• **What to work on**
Gather every line of the records below that contains the word "with" and copy each of those lines in full.

• **Available records**
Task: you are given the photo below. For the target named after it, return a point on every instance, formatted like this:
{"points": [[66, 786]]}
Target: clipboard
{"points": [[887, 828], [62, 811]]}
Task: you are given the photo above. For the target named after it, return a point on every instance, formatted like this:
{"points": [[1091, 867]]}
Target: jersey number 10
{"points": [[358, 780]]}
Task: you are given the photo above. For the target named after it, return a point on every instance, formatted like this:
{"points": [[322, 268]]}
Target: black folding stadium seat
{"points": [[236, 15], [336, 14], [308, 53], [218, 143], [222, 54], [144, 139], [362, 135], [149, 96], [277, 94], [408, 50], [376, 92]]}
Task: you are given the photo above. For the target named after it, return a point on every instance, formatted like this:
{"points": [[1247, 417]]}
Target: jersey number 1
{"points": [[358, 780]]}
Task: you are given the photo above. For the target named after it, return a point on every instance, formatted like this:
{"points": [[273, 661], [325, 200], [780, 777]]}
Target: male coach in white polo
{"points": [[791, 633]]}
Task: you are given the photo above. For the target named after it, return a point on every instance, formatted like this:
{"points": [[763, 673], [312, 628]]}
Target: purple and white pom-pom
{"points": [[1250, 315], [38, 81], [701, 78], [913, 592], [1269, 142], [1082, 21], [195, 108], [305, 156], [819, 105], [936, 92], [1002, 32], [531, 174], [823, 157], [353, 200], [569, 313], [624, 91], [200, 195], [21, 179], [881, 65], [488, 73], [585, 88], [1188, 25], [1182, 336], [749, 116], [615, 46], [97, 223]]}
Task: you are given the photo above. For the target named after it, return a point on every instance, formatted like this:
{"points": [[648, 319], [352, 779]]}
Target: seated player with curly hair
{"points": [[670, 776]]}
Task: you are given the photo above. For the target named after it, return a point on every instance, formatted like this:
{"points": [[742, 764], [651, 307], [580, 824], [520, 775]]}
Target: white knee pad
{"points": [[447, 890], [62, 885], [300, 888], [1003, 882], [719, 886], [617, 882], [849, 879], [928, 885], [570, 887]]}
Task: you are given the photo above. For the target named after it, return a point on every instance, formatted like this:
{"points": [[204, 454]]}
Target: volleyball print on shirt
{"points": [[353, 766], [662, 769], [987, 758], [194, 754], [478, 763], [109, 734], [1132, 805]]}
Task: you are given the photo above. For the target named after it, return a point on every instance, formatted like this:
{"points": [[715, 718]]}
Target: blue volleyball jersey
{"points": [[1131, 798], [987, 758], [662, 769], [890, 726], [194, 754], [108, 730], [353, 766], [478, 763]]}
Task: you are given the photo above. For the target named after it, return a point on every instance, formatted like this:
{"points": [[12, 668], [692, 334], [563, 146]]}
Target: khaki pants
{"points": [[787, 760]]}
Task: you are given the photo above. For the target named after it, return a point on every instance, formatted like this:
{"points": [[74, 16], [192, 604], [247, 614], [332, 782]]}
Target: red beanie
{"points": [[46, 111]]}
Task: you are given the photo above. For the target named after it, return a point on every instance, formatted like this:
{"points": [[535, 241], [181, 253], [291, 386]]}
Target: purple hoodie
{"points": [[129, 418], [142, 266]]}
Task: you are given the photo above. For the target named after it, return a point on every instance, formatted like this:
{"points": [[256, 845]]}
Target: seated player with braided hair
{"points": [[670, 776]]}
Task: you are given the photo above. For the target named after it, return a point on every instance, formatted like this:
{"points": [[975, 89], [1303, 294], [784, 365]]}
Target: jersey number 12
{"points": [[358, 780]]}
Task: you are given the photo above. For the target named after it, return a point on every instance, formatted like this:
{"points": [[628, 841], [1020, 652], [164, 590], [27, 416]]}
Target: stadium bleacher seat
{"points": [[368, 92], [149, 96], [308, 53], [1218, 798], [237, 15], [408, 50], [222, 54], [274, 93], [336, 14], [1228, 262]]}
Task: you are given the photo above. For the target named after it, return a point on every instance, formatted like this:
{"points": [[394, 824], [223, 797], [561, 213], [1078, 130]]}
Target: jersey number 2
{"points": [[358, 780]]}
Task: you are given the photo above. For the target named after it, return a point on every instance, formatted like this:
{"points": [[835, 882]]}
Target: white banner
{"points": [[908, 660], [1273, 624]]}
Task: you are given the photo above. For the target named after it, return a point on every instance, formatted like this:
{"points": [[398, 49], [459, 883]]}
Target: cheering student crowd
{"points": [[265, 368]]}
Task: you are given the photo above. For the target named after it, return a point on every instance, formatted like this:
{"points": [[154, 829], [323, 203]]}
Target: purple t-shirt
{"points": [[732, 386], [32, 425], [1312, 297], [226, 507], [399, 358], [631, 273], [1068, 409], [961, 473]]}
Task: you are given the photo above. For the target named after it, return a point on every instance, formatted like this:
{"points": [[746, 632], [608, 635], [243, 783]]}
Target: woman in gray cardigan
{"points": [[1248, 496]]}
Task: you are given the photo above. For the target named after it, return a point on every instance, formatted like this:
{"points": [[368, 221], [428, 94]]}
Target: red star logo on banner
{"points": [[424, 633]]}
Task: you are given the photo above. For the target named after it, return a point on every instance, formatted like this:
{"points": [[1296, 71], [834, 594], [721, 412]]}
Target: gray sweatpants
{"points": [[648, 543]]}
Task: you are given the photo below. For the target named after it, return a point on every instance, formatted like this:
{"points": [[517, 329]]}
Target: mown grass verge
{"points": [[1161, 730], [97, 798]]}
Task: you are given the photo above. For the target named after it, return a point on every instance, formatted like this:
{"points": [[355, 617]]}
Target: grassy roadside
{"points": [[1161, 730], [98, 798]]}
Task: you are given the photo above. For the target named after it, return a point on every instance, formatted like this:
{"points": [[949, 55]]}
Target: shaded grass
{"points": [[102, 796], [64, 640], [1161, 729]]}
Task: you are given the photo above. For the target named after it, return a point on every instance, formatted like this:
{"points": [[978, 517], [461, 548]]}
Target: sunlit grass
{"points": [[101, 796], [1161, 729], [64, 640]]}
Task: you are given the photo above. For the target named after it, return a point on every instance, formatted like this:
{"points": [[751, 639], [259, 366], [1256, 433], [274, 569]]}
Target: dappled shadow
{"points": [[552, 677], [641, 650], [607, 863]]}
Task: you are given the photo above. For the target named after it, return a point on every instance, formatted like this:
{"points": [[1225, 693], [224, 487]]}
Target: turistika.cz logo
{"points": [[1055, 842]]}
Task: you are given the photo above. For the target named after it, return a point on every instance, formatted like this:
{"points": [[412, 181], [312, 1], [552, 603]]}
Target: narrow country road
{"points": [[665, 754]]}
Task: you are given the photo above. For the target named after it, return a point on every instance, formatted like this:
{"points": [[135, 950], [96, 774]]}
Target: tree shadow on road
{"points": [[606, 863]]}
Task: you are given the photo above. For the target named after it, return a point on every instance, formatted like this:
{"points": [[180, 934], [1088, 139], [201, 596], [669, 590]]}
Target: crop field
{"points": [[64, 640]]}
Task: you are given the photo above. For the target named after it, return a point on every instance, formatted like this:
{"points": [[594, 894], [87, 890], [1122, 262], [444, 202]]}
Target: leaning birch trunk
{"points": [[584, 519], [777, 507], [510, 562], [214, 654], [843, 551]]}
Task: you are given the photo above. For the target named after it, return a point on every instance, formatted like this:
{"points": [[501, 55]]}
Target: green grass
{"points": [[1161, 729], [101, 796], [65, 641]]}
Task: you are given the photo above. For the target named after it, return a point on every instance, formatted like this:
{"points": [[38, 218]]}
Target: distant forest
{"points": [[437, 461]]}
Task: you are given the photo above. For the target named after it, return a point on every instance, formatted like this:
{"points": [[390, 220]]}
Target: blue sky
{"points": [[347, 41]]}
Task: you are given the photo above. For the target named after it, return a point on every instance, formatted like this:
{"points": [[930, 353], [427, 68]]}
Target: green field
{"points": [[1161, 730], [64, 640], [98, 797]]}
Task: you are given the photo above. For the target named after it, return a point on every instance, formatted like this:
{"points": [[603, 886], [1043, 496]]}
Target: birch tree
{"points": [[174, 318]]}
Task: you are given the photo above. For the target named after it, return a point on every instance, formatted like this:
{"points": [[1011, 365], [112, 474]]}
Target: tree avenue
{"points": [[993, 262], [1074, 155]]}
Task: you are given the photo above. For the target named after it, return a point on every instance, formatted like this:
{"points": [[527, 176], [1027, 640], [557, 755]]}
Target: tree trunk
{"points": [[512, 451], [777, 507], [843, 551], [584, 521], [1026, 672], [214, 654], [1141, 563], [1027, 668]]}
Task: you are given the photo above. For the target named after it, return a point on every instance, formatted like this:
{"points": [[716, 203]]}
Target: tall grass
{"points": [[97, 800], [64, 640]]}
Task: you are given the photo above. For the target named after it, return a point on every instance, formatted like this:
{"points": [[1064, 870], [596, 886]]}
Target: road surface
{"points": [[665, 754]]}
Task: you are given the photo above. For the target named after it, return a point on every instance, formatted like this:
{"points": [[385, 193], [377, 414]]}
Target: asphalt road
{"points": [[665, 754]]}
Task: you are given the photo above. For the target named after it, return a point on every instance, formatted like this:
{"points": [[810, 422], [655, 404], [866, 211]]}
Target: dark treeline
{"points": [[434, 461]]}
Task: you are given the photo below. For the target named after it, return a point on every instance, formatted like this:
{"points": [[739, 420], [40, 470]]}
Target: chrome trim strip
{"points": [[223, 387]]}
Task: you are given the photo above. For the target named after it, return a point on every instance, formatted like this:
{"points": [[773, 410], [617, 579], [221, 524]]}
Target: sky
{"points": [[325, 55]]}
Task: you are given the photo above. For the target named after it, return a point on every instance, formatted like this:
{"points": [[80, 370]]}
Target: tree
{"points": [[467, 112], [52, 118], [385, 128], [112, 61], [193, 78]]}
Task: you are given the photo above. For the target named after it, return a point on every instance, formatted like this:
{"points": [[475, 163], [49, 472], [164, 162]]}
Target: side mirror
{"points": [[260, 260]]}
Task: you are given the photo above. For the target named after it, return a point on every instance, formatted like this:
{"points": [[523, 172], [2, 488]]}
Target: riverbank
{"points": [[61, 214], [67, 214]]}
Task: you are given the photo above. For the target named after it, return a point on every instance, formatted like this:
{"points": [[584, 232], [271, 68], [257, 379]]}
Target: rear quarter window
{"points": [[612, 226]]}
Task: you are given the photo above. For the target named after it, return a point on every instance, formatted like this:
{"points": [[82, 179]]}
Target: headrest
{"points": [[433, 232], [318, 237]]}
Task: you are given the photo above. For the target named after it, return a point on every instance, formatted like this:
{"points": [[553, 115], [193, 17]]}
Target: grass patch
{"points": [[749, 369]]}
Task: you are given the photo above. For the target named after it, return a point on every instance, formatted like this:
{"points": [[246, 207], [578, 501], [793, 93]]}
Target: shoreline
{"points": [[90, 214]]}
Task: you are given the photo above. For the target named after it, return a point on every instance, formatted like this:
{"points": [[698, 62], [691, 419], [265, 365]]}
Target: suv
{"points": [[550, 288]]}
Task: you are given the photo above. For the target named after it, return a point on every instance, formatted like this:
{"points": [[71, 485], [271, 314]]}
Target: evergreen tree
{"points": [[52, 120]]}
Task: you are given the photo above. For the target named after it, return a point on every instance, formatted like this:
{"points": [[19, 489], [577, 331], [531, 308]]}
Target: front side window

• **Solution**
Target: seated player with curly hair
Target: seated player with braided hair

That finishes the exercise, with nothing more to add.